Elon Musk buys Twitter

In a year where supply chain issues have been prevalent, it's not a bad result in the end.

Tesla will continue to grow whether some in here like it or not.


The problem with tesla is the company is valued like a tech. But it makes money like an old school manufacturing business. Tech firms get high values as if they get big there is no limit on growth. A car maker can only ever grow so fast as factories take time to build.

Tesla is overvalued as it won't grow quick enough. There is no way it can keep on growing at current rates.

Add to that the fact that Musk is a massive dick and other brands are now just as good if not better and it has a very questionable future.
 
The problem with tesla is the company is valued like a tech. But it makes money like an old school manufacturing business. Tech firms get high values as if they get big there is no limit on growth. A car maker can only ever grow so fast as factories take time to build.

Tesla is overvalued as it won't grow quick enough. There is no way it can keep on growing at current rates.

Add to that the fact that Musk is a massive dick and other brands are now just as good if not better and it has a very questionable future.
I think their future outlook could be considered a tech company though when you take into account some of the plans Musk has recently talked about. Whether they all happen is another story completely.
 
No surprise here, Apple moved there Mac's away from Intel to there own chips. thats gonna be a lot of processors....
But the M processors started being sold in late 2020, so initial impact on inventory/sales would have been noticed in the 2021 figures?
The change in 2021 to 2022 of Apple Mac's PC market share was from about 8% -> 13%.
So it's a 'hit' on their figures, but no way 30%.

I think the success of AMD has had more of an impact. And IIRC there had been fab issues with the latest family of processors from Intel, and issues with the next step in the continuing reduction of the chip nanometer scale, compared with other chipmakers.
 
But the M processors started being sold in late 2020, so initial impact on inventory/sales would have been noticed in the 2021 figures?
The change in 2021 to 2022 of Apple Mac's PC market share was from about 8% -> 13%.
So it's a 'hit' on their figures, but no way 30%.

Stored items from a collection:
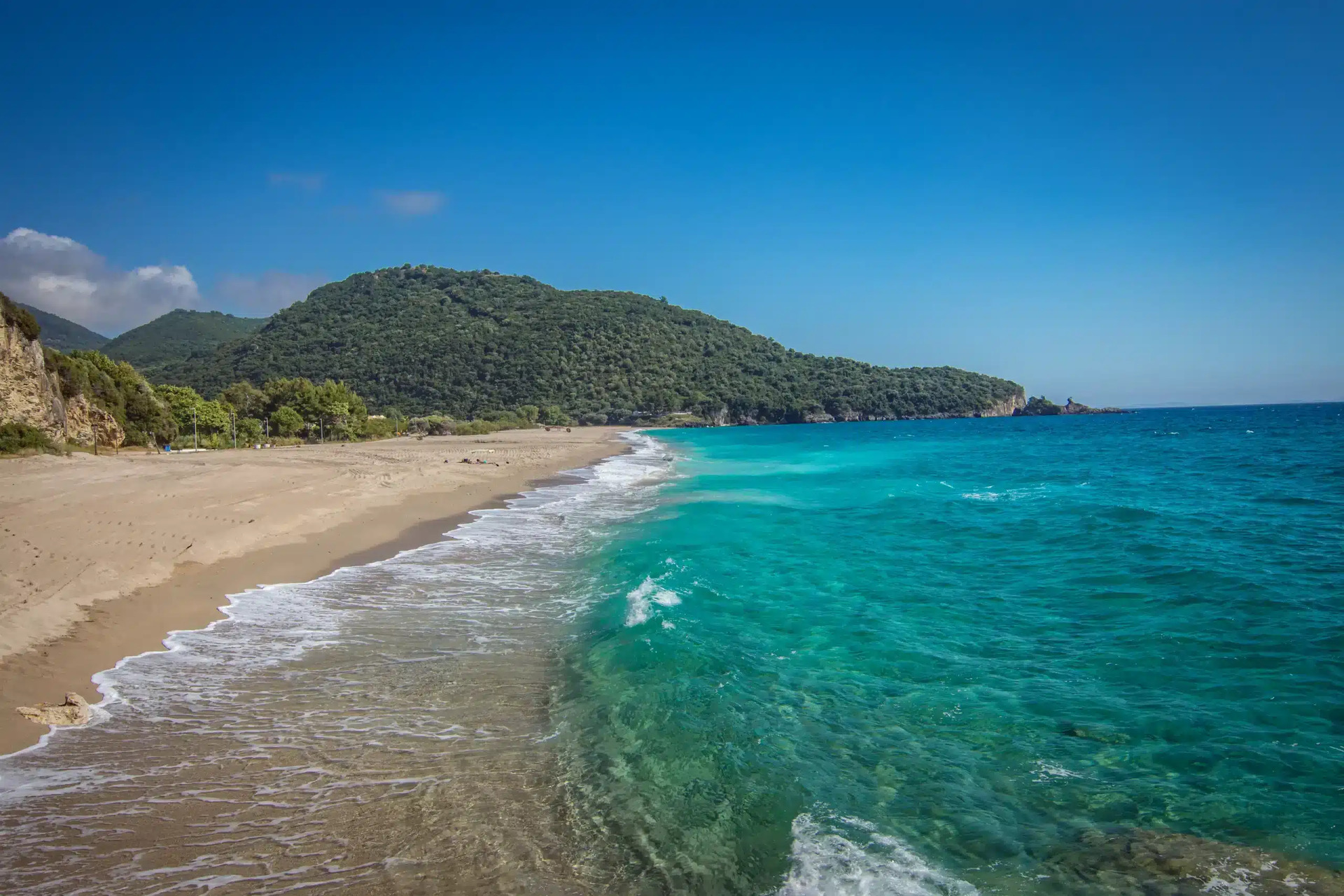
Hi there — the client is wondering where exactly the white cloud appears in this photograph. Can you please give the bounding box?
[267,171,327,193]
[215,270,327,317]
[378,190,444,218]
[0,227,202,336]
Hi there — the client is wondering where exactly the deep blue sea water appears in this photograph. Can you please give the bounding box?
[0,405,1344,896]
[556,405,1344,893]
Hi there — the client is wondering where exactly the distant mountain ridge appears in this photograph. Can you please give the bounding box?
[160,265,1026,423]
[15,302,109,352]
[105,307,269,380]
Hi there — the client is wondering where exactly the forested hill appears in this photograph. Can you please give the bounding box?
[173,265,1024,422]
[102,307,266,382]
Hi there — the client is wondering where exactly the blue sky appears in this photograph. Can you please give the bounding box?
[0,1,1344,405]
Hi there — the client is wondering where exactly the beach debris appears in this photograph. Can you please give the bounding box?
[19,690,92,725]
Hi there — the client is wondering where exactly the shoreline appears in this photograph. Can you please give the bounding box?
[0,427,629,756]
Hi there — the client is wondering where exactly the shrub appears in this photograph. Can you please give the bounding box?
[453,421,503,435]
[270,405,304,438]
[238,416,263,444]
[0,421,57,454]
[0,293,42,340]
[359,416,393,440]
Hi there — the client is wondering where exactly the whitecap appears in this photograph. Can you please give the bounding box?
[778,813,979,896]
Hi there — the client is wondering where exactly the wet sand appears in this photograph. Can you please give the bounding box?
[0,427,624,754]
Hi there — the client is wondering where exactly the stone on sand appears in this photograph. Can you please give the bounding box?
[19,690,92,725]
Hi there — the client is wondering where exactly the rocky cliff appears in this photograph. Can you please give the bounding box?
[0,323,126,446]
[1012,395,1129,416]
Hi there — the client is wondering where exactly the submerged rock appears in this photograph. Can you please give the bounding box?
[1046,827,1344,896]
[19,690,92,725]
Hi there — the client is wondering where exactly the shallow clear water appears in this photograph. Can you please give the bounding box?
[0,406,1344,896]
[558,406,1344,892]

Exercises:
[1] Please list every company named in the forum thread about Tesla and Intel.
[2] Translate this sentence from the forum thread about Tesla and Intel into Spanish: "A car maker can only ever grow so fast as factories take time to build."
[3] Carry on the forum thread about Tesla and Intel, picking up right after its last sentence.
The records play no part in this work.

Task results:
[1] Twitter, Tesla, Apple, Intel, AMD

[2] Un fabricante de automóviles solo puede crecer a cierto ritmo, ya que las fábricas tardan en construirse.

[3]
I think the success of AMD has had more of an impact. And IIRC there had been fab issues with the latest family of processors from Intel, and issues with the next step in the continuing reduction of the chip nanometer scale, compared with other chipmakers.
Lot of reasons for Intel's woes.

The desktop CPU market is harsh right now. It boomed during the Ryzen years. But it's hard to argue the people who bought 9 series Intel or 5xxx Ryzens (or later) need a new CPU for gaming. Another slight problem is that DDR5 - which would be essential for most people to consider upgrading adds considerably to the cost of manufacturing the motherboard. I paid £60 for 16GB DDR3 and £45 for an ex-demo B85 when I got my 4790k, £260. The DDR 4 equivalent B660 £100+ - but it's useless because it can't deliver enough power to Raptor Lake. The DDR4 board I'd need is £150. The DDR5 equivalent is £200. Add in 32GB, and even a basic Board/RAM combo, is now as much as the CPU I'd want. £550 total purchase price now vs £350 then. And that's not the end of it for Intel - those I7s sell at half the margin they did five, six years ago.

Also got to note how the ARC GPU range flopped - that cost a lot of money - it's still an important strategy for Intel to have big GPUs available.

There's a lot more to Intel's woes than Desktop, but it is a market where all the players are reporting slowdown. AMD have inventory piled up. At least one of the four big NAND chip (NVME/SSD) manufacturers is likely to run into significant problems. Nvidia's Desktop and AMD's GPU Division are all over the shop, £1000 cards, tiny margins, making it a very niche market right now.
 
Lot of reasons for Intel's woes.

The desktop CPU market is harsh right now. It boomed during the Ryzen years. But it's hard to argue the people who bought 9 series Intel or 5xxx Ryzens (or later) need a new CPU for gaming. Another slight problem is that DDR5 - which would be essential for most people to consider upgrading adds considerably to the cost of manufacturing the motherboard. I paid £60 for 16GB DDR3 and £45 for an ex-demo B85 when I got my 4790k, £260. The DDR 4 equivalent B660 £100+ - but it's useless because it can't deliver enough power to Raptor Lake. The DDR4 board I'd need is £150. The DDR5 equivalent is £200. Add in 32GB, and even a basic Board/RAM combo, is now as much as the CPU I'd want. £550 total purchase price now vs £350 then. And that's not the end of it for Intel - those I7s sell at half the margin they did five, six years ago.

Also got to note how the ARC GPU range flopped - that cost a lot of money - it's still an important strategy for Intel to have big GPUs available.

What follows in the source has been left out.